- **TASK DESCRIPTION**
Copy the rows below word for word, starting with the row that contains "Locate the woman's fingers" and going on through the last row, with both of those rows included.

- **PROVIDED MATERIAL**
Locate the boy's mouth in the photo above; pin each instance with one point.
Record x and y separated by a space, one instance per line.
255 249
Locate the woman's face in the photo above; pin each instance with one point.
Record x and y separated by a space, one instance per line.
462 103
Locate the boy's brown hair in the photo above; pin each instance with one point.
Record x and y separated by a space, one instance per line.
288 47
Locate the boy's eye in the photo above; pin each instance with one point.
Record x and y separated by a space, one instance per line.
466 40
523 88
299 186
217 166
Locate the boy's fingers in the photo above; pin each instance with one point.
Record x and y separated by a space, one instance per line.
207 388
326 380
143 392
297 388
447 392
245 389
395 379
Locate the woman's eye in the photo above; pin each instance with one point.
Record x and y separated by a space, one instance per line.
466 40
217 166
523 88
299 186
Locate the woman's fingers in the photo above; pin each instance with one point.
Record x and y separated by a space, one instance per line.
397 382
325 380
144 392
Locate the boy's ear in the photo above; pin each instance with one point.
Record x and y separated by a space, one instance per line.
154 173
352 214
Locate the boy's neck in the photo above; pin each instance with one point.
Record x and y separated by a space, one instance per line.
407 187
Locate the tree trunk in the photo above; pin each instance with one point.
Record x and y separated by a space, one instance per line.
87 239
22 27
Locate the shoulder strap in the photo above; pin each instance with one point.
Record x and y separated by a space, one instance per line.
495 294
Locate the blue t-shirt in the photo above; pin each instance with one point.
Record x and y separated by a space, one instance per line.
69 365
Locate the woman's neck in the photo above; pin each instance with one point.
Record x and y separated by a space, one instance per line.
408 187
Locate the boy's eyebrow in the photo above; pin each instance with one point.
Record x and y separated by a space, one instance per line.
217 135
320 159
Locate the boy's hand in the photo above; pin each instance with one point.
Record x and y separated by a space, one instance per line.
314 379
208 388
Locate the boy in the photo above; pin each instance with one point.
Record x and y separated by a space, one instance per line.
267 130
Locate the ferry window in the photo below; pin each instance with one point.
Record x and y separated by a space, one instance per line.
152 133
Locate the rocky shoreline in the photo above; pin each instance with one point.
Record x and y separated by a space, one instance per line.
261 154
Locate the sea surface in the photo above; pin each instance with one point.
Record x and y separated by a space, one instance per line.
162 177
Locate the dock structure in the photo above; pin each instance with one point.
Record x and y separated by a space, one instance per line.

- **TASK RESULT**
Locate the woman's fingers in the photo above; pin each instance with one point.
Record x and y separated by a space, one instance per line.
397 382
325 380
144 392
Locate the boy's ear in the photo above; pin each instance with one point.
Record x and y separated by a space, one instance per line.
154 173
352 214
Locate the boy's neck in the photo above; pin each instance with one point.
Record x and y separated by a space, one instance per line.
407 187
Locate the tree trunk in the photo above; pin each instance with one point.
Record x and y separated by a space, one instance per line.
87 239
22 27
Locate the shoulder strap in the photo above; pin each instance with one point.
Record x and y separated by a space, one instance per line.
495 294
Locate the blue t-shirt in the photo above; pin each instance with one point.
Record x and y separated by a space, one instance per line.
69 365
Locate the woman's neck in the photo above; pin each instance with one point.
Record x and y separated by a space, one instance per line.
408 187
Locate the boy's eyebrow in the photo above; pin each instance with one point.
Record x and y separated by a space, one instance per line.
217 135
320 159
Locate the boy's hand in the photo above; pin each instance with one point.
Record x and y separated by a space, one instance per line.
314 379
208 388
Locate the boy in the photo above; pin each instance with one point.
Record x and y separated by a space, one instance per line.
267 130
Locate the ferry window in the photo below; pin each instance with one point.
Record x and y separated by a space, one instance per line.
152 133
Locate the rocky shoreline in the photo above; pin each instance with one point.
Record x and y separated by a space, one instance per line.
261 154
Locate the sea surface in the photo above; pin each instance with one point.
Record x and y separated by a space, one instance per line.
162 177
Locate the dock structure in the photo above; pin each instance with one point.
Record x and y separated by a space, one instance per line.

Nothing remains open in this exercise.